(Beginning of Records for this task)

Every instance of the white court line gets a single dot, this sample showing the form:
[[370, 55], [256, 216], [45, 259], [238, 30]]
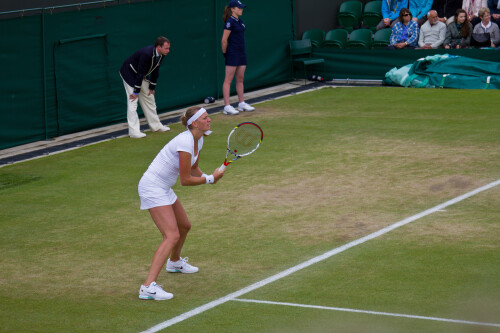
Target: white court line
[[369, 312], [315, 260]]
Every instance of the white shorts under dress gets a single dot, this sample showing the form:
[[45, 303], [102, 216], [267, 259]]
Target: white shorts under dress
[[155, 186], [152, 195]]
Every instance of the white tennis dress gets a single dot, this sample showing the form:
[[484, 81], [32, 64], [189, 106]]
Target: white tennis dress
[[155, 186]]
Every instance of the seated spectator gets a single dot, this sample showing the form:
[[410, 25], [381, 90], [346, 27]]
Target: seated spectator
[[458, 32], [432, 32], [405, 32], [494, 7], [419, 10], [487, 26], [390, 12], [446, 8], [472, 8]]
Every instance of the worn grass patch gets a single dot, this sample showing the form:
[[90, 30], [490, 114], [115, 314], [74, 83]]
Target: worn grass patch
[[335, 165]]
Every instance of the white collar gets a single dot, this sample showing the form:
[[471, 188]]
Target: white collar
[[485, 27]]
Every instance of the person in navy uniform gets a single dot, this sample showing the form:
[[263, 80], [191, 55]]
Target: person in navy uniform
[[233, 48], [140, 73]]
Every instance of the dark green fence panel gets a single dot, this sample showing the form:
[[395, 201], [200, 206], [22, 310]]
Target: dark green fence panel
[[373, 64], [61, 71]]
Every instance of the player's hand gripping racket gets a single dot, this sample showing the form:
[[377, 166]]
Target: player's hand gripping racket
[[243, 140]]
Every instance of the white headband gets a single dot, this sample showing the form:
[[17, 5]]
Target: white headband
[[195, 117]]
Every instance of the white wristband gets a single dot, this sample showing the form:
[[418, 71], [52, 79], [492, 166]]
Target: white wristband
[[210, 179]]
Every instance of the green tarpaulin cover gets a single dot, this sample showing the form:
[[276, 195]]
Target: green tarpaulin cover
[[447, 71]]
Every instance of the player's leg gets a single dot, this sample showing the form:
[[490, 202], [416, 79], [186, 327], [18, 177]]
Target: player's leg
[[175, 263], [226, 89]]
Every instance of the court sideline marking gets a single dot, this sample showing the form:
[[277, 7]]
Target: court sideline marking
[[315, 260], [456, 321]]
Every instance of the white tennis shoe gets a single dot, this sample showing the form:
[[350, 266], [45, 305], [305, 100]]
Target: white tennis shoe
[[163, 128], [181, 266], [245, 107], [228, 109], [154, 291]]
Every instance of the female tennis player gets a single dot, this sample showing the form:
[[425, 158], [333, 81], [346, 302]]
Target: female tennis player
[[233, 48], [178, 158]]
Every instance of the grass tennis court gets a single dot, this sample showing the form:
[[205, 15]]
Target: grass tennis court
[[335, 165]]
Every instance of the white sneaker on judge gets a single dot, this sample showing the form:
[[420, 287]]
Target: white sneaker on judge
[[228, 109], [181, 266], [163, 129], [154, 291], [245, 107]]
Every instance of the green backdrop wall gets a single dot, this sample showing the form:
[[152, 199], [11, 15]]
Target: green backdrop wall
[[60, 71]]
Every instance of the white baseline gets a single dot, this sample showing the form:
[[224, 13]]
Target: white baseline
[[317, 259], [368, 312]]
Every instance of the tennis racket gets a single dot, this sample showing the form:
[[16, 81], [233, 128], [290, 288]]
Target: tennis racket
[[243, 140]]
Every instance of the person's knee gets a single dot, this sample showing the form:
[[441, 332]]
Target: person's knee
[[172, 236]]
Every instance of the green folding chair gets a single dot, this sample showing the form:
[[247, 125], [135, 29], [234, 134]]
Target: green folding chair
[[317, 36], [382, 38], [336, 38], [349, 14], [360, 38], [300, 52]]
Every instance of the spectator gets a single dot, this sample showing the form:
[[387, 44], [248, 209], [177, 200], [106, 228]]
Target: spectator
[[446, 8], [487, 26], [419, 10], [472, 8], [405, 32], [390, 12], [234, 51], [494, 7], [432, 32], [458, 32]]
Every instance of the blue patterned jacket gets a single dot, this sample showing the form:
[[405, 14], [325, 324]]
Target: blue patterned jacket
[[397, 32], [142, 65]]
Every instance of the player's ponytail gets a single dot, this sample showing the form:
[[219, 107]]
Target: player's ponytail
[[188, 114], [227, 13]]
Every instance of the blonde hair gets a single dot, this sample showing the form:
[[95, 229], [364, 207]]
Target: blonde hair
[[483, 11], [227, 13]]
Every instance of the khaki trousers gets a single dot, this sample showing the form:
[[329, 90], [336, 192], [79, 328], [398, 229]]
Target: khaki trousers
[[148, 106]]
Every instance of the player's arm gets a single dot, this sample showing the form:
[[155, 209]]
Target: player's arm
[[191, 176], [225, 36]]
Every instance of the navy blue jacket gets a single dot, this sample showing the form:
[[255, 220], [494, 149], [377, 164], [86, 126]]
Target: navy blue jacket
[[142, 65]]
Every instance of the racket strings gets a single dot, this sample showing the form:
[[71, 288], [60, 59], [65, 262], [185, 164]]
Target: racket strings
[[244, 140]]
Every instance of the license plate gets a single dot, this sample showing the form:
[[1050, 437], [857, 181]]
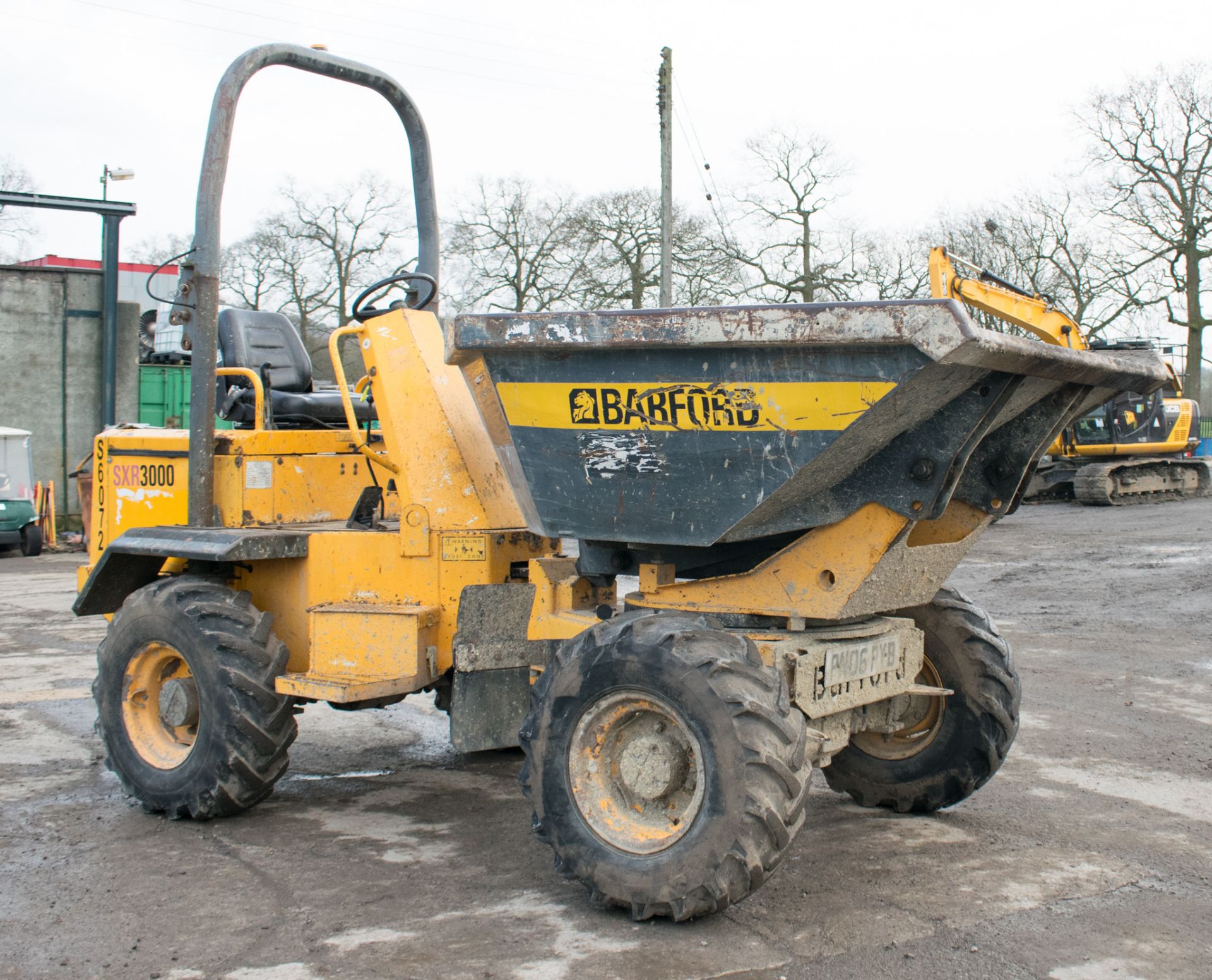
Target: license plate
[[853, 661]]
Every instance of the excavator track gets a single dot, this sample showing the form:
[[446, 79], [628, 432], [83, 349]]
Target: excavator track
[[1144, 481]]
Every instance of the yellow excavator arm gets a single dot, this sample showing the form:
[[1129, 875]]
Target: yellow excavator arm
[[1002, 300]]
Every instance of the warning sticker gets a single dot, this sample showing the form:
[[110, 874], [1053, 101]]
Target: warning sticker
[[465, 547], [258, 474]]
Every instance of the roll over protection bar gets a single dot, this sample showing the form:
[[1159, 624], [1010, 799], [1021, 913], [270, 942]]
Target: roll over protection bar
[[197, 305]]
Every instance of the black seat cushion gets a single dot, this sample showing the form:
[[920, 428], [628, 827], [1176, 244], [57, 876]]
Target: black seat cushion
[[302, 410], [255, 337], [258, 337]]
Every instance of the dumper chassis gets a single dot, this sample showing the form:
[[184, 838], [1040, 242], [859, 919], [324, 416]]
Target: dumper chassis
[[792, 486]]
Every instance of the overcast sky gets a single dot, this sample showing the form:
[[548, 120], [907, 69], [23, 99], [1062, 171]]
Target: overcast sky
[[937, 106]]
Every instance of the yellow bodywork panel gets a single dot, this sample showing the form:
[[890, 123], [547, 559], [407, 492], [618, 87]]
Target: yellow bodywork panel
[[141, 479], [362, 650], [811, 579], [565, 603]]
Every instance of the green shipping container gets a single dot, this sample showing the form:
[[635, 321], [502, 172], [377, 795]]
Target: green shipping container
[[164, 396]]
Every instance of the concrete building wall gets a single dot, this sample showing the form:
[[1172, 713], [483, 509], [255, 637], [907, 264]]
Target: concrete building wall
[[50, 368]]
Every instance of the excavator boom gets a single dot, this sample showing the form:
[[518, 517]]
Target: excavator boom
[[1132, 449], [993, 295]]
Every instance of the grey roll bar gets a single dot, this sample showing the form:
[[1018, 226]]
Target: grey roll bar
[[197, 305]]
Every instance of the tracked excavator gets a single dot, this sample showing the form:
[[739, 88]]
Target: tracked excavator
[[790, 487], [1134, 449]]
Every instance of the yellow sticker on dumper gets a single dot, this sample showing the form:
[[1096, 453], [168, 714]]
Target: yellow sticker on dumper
[[724, 407], [465, 547]]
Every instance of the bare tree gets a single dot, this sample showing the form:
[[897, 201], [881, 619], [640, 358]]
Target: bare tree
[[514, 249], [304, 288], [1051, 244], [1153, 145], [16, 224], [894, 268], [251, 271], [793, 255], [155, 249], [350, 230], [621, 234]]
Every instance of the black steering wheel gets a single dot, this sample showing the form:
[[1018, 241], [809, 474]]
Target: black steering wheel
[[364, 313]]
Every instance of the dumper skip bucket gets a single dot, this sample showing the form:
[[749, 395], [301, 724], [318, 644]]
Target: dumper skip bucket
[[695, 427]]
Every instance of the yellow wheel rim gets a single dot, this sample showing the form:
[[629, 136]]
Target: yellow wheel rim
[[924, 719], [636, 772], [160, 705]]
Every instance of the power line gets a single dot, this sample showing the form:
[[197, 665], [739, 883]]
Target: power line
[[716, 210], [690, 119]]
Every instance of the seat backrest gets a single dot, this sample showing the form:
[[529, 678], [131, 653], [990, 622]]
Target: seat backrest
[[252, 337]]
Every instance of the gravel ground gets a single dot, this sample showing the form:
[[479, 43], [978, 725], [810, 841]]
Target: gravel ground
[[387, 854]]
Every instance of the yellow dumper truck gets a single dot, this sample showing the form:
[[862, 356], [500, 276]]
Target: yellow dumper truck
[[789, 486]]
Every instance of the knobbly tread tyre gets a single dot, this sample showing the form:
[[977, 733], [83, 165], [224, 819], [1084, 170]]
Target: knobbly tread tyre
[[747, 728], [978, 724], [245, 727]]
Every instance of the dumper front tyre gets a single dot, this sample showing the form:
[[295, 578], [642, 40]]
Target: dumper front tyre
[[949, 746], [666, 765], [186, 700]]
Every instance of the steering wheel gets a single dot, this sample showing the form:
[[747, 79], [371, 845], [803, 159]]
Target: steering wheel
[[364, 313]]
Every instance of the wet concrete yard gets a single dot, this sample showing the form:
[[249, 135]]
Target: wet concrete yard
[[387, 854]]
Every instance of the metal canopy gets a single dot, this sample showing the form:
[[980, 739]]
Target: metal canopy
[[112, 214]]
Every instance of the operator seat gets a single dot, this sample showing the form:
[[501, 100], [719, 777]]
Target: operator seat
[[258, 338]]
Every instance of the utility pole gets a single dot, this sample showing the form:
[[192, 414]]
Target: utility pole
[[666, 105]]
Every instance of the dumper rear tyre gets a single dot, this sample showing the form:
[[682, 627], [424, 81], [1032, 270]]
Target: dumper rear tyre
[[666, 765], [186, 700], [958, 743]]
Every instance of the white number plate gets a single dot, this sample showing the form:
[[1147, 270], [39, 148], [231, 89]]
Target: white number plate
[[853, 661]]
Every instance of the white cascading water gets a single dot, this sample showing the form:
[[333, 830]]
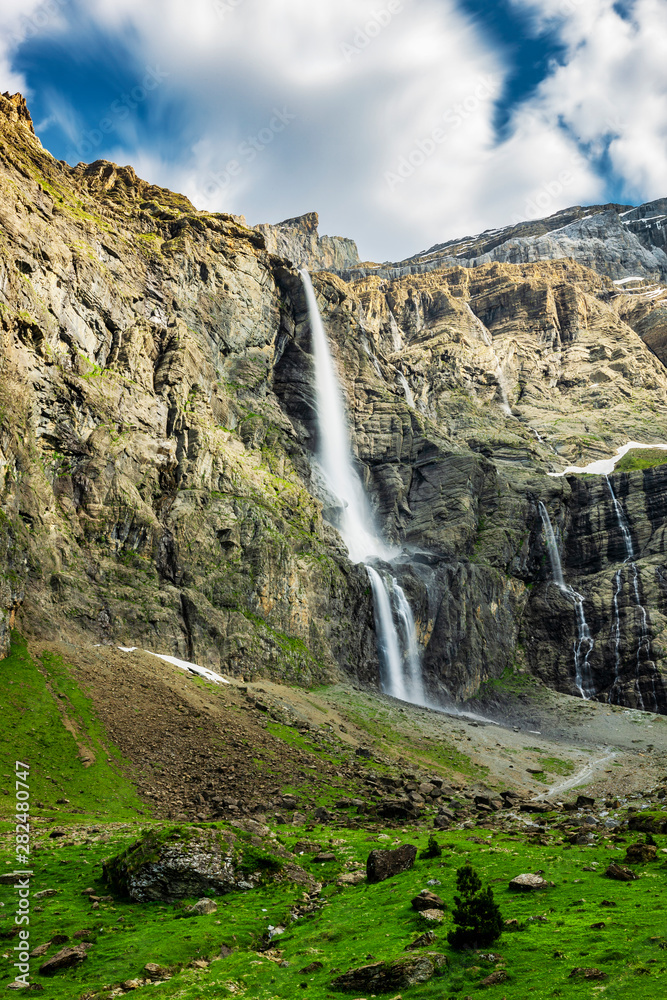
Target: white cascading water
[[644, 642], [584, 644], [398, 648], [409, 397]]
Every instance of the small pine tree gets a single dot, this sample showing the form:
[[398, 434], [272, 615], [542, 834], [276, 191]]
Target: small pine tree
[[477, 918]]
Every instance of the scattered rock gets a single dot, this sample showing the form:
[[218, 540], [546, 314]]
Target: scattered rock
[[64, 959], [427, 901], [382, 865], [588, 974], [177, 868], [313, 967], [528, 883], [620, 874], [41, 950], [382, 977], [9, 878], [351, 878], [203, 907], [496, 978], [423, 941], [155, 971], [638, 854]]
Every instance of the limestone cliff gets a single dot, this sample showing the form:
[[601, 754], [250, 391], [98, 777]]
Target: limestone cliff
[[298, 241], [615, 240], [157, 433]]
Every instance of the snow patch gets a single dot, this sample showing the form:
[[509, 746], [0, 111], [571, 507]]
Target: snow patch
[[605, 466], [194, 668]]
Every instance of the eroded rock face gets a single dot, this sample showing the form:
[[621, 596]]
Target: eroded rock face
[[298, 241], [152, 870], [157, 434], [382, 865], [383, 977]]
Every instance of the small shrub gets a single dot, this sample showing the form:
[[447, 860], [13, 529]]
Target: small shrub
[[477, 918], [434, 850]]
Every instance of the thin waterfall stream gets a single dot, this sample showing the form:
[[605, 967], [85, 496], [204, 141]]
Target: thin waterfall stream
[[644, 640], [397, 639], [585, 644]]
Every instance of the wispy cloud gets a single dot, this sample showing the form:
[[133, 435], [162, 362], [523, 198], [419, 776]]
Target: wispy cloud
[[370, 84]]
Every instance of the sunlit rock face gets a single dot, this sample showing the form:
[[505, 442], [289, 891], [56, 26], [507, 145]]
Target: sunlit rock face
[[158, 431]]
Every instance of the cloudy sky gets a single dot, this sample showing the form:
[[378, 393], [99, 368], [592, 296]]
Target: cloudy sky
[[404, 123]]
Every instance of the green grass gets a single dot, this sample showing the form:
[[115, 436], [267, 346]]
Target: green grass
[[38, 699], [354, 923], [641, 458]]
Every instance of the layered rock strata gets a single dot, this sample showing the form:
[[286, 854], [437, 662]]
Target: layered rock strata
[[157, 434]]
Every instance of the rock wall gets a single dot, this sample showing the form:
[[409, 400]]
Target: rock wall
[[157, 433]]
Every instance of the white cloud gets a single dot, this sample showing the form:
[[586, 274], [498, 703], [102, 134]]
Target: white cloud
[[611, 91], [363, 86]]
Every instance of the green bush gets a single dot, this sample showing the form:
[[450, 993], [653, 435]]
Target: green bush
[[477, 918], [434, 850]]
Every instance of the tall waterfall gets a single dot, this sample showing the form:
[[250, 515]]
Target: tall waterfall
[[397, 643], [644, 640], [584, 645]]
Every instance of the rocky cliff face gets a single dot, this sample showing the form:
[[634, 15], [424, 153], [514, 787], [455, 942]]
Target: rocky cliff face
[[298, 241], [157, 432], [615, 240]]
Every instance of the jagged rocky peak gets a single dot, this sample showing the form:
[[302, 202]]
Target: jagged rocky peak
[[14, 108], [157, 434], [298, 241], [618, 241], [121, 185]]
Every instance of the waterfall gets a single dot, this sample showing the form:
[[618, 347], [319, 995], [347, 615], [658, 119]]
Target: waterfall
[[615, 688], [409, 397], [584, 645], [644, 641], [394, 621], [409, 630]]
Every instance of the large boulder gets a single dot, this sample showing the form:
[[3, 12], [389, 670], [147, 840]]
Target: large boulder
[[383, 977], [382, 865], [620, 874], [528, 883], [64, 959], [175, 865], [427, 901], [639, 854]]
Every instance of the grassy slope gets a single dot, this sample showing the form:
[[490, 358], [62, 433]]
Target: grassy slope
[[363, 921], [354, 923], [39, 702]]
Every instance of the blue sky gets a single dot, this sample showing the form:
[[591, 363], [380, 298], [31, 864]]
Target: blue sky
[[402, 122]]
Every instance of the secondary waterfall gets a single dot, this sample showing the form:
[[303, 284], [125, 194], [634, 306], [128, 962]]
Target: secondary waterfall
[[644, 641], [397, 643], [584, 645]]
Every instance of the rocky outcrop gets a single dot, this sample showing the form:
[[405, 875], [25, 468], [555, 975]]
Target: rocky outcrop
[[615, 240], [298, 241], [157, 436]]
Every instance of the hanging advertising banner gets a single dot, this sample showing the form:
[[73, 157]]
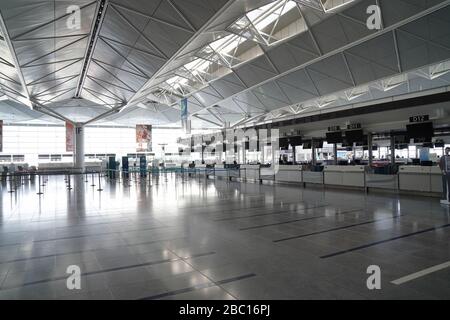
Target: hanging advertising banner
[[143, 138], [184, 111], [1, 135], [70, 137]]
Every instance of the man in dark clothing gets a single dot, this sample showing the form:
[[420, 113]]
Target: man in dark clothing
[[444, 166]]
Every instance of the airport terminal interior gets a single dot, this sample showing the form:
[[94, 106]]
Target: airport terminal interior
[[225, 149]]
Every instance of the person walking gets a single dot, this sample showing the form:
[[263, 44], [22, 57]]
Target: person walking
[[444, 165]]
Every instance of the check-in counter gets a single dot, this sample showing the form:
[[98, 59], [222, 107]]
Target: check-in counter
[[267, 173], [420, 178], [221, 170], [250, 171], [289, 174], [350, 176], [58, 166], [201, 169], [382, 181], [313, 177], [436, 180]]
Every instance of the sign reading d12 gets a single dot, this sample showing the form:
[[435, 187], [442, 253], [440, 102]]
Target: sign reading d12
[[422, 118]]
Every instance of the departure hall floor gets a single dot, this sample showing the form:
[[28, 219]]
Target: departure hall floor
[[174, 238]]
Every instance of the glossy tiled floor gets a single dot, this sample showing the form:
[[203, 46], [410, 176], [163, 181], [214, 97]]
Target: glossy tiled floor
[[169, 238]]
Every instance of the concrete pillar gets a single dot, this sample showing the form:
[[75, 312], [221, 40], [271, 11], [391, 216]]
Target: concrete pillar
[[335, 154], [79, 148], [370, 146], [392, 149], [313, 153]]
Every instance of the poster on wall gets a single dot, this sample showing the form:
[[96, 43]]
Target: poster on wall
[[143, 138], [1, 135], [70, 137]]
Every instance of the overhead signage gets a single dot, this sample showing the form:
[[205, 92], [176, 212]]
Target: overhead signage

(End of Records for this task)

[Aim of the task]: Using the entries above, repeat only the lines from the one containing "[[920, 428], [628, 827], [1176, 244], [57, 876]]" through the one containing "Every instance of the dumper skip", end lines included.

[Completed task]:
[[920, 428], [628, 827], [1176, 244], [57, 876]]
Target: black seat cushion
[[302, 410], [255, 337], [258, 337]]
Every instance of the dumper chassis gets a single dot, this sample showing the form:
[[184, 838], [1040, 242], [859, 919], [324, 416]]
Target: dumper chassis
[[792, 486]]
Every instance of the overcast sky gets a single dot, this sample showing the form:
[[548, 120], [907, 69], [23, 99], [1062, 171]]
Target: overcast sky
[[937, 106]]
Every instance of the yellow bodywork panel gets a single dot, this sample showing the form:
[[890, 123], [547, 559], [407, 492], [618, 87]]
Target: yellow bodywork panel
[[141, 479], [362, 650], [811, 579], [565, 603]]
Every instance of the green shipping container gets a single dot, this sample showing the form:
[[635, 321], [502, 172], [377, 795]]
Target: green shipping container
[[164, 396]]
Every instance of the concrete building wall gets a single dot, this sample showing the form:
[[1172, 713], [483, 509], [255, 637], [907, 264]]
Target: concrete building wall
[[50, 368]]
Every instance of the excavator boom gets a single dot, this sample showing the form:
[[518, 517]]
Target: excavator boom
[[1132, 449], [993, 295]]
Every instance of the grey roll bar gets a single dot, this sample showing the form:
[[1018, 226]]
Target: grey roll bar
[[197, 305]]
Every instance of the tracked excavator gets a single dot, this sample showing the form:
[[739, 88]]
Target: tracked excavator
[[790, 487], [1134, 449]]
Every instance of the yellow sticker on dumper gets a single dot, this sample showing the form:
[[1096, 453], [168, 714]]
Target: yellow sticker on dumper
[[724, 407], [465, 547]]
Every instance of the bare tree gets a single dot, this sample showing the form:
[[897, 201], [881, 619], [640, 358]]
Target: bare tree
[[514, 249], [304, 288], [1051, 244], [1153, 145], [16, 224], [894, 268], [251, 271], [793, 255], [155, 249], [350, 230], [621, 234]]
Every instance of the black steering wheel gets a single dot, this sample showing the form:
[[1018, 241], [809, 474]]
Target: black steering wheel
[[364, 313]]
Every instance of the dumper skip bucket gets a single dot, this sample showing the form:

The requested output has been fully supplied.